[start of WORKING DATA]

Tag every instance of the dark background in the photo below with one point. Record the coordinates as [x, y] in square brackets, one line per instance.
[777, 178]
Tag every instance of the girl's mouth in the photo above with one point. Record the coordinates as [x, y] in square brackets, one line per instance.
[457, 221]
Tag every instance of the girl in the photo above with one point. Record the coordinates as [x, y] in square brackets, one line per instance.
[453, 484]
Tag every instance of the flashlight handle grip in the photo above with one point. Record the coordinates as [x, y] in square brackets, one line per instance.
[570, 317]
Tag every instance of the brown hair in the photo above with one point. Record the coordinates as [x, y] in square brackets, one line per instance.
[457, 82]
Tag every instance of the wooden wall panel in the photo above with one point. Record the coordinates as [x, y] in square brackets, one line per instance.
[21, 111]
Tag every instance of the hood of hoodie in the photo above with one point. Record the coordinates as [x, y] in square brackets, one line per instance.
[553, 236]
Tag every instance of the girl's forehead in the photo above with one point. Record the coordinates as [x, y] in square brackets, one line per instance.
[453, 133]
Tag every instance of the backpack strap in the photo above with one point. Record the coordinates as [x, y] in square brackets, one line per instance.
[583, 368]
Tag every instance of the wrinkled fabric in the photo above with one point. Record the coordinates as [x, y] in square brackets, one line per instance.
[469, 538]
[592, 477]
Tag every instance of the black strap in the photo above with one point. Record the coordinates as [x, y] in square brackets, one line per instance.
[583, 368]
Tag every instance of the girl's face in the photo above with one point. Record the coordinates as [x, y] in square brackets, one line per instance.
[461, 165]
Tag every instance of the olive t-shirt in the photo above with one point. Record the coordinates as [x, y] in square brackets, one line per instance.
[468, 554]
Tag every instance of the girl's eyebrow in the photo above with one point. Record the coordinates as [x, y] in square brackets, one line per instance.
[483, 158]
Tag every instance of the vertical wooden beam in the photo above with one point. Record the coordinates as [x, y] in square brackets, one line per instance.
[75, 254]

[end of WORKING DATA]

[WHAT TO PRODUCE] Copy everything from the line containing "Tag every instance of the wrinkled" down to the end of the records, replacing "olive" with "khaki" and leaving all else unchanged. Give only those lines.

[REPLY]
Tag every instance of the wrinkled fabric in the photo above with one point. Record the coordinates as [x, y] in square brackets, one line per instance.
[469, 538]
[592, 477]
Tag every instance of the black strap in the photo above with one point. Record the coordinates as [x, y] in square brackets, one line per instance.
[583, 368]
Tag every instance of the girl's face in the photo above with one point. Record the coordinates as [x, y] in square brackets, one line per instance.
[461, 165]
Tag every instance of the khaki t-shirt in the photo above with one point. Record the coordinates as [x, y] in square brackets, one line per instance.
[468, 554]
Tag every instance of the girl's eyebrow in the photo above with one point. Record the coordinates as [x, y] in square brackets, one line per instance.
[483, 158]
Tag every instance of the vertical wooden beam in the photo above with one point. Record the coordinates as [x, y] in square brackets, one line per instance.
[75, 254]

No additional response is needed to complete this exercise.